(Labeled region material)
════════════════

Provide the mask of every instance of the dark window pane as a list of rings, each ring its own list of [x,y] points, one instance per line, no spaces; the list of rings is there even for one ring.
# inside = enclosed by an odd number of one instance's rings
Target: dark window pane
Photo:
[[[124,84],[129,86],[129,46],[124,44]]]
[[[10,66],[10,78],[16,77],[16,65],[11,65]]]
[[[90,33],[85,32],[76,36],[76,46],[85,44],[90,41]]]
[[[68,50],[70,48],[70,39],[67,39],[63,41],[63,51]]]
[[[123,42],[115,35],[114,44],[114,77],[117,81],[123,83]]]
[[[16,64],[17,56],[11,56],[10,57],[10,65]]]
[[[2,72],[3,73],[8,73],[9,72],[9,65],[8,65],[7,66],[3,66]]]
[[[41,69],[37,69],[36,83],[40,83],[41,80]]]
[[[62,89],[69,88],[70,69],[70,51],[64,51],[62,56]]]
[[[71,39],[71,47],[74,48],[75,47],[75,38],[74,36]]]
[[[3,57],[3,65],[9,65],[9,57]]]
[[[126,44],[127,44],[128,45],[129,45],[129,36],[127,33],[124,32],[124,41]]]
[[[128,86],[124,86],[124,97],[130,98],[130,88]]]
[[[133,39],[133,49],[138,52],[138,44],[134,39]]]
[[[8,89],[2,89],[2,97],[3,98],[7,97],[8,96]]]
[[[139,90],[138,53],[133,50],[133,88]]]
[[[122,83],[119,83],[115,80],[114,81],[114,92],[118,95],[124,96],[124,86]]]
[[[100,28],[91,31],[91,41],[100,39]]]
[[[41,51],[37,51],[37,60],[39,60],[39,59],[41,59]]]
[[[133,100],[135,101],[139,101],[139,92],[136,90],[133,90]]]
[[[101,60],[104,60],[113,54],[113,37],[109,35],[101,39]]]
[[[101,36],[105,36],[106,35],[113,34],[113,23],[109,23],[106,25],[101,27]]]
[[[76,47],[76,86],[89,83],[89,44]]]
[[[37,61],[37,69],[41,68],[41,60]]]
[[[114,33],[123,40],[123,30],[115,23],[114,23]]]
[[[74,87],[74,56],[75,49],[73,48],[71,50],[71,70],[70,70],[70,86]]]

════════════════

## EXERCISE REQUIREMENTS
Format the material from its start through the line containing "[[[2,72],[3,73],[8,73],[9,72],[9,65],[8,65],[7,66],[3,66]]]" as a two-column CSV with the headers request and response, one row per request. Put each text and its answer in a single quoted field, replacing line breaks with spaces.

## ANSWER TO THE TASK
request,response
"Provide the mask of every instance of the dark window pane as a list of rings, each ring its own list of [x,y] points, one instance per line, no spaces; the list of rings is there even for one ring. # inside = enclosed by an odd number of one instance's rings Target: dark window pane Photo:","[[[124,84],[129,86],[129,46],[124,44]]] [[[10,66],[10,78],[16,77],[16,65],[11,65]]] [[[90,33],[85,32],[76,36],[76,46],[85,44],[90,41]]] [[[68,50],[70,48],[70,39],[67,39],[63,41],[63,51]]] [[[123,42],[115,35],[114,44],[114,77],[117,81],[123,83]]] [[[16,64],[17,56],[11,56],[10,57],[10,65]]] [[[2,72],[3,73],[8,73],[9,72],[9,65],[8,65],[7,66],[3,66]]]"